ТЕКСТ ДЛЯ ЧТЕНИЯ:
★ ★ ★ ★
17 апреля я самолётом вылетел в Швейцарию. Во время промежуточной посадки на аэродроме Рамсдорф вблизи Берлина меня встретил наш посол профессор Кивимяки, которому я высказал своё мнение относительно требования немцев о заключении договора, а также выразил сомнение, что за всем этим стоит сам Гитлер. Как иначе можно объяснить тот факт, что немцы согласны ожидать ответа финнов несколько недель? Кивимяки не согласился со мной. Чувствовалось, что он был уверен и в том, что возможное упрямство с нашей стороны вызвало бы резкие контрмеры. Относительно предпосылок Германии выйти из войны без поражения он был настроен так же реалистично, как и я.

Во время пребывания в Швейцарии я ни коим образом не вмешивался в дела главного командования и в решение актуальных политических вопросов. Однако вскоре после прибытия в Швейцарию я получил из дома сведения, вызвавшие беспокойство. 22 апреля посольство США сообщило, что большая часть его сотрудников готовится покинуть Финляндию, что указывало на возможность разрыва дипломатических отношений.
★ ★ ★ ★
ЗАДАНИЯ:
• A. Переведите на английский язык предложение из текста о поездке в Швейцарию: «Однако вскоре после прибытия в Швейцарию я получил из дома сведения, вызвавшие беспокойство».
• B. На каком аэродроме была промежуточная посадка по тексту о поездке в Швейцарию?
• C. Перепишите дословно фрагмент текста о поездке в Швейцарию от слов «17 апреля я» до слов «реалистично, как и я.» включительно.
Записи никак не связаны с текстом.
★ ★ ★ ★
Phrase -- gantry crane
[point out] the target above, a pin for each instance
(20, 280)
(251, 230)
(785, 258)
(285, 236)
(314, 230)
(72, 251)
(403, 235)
★ ★ ★ ★
ОТВЕТЫ К УПРАЖНЕНИЮ:
• A. However, soon after arriving in Switzerland, I received news from home that caused concern.

• B. На аэродроме Рамсдорф вблизи Берлина.

• C.
17 апреля я самолётом вылетел в Швейцарию. Во время промежуточной посадки на аэродроме Рамсдорф вблизи Берлина меня встретил наш посол профессор Кивимяки, которому я высказал своё мнение относительно требования немцев о заключении договора, а также выразил сомнение, что за всем этим стоит сам Гитлер. Как иначе можно объяснить тот факт, что немцы согласны ожидать ответа финнов несколько недель? Кивимяки не согласился со мной. Чувствовалось, что он был уверен и в том, что возможное упрямство с нашей стороны вызвало бы резкие контрмеры. Относительно предпосылок Германии выйти из войны без поражения он был настроен так же реалистично, как и я.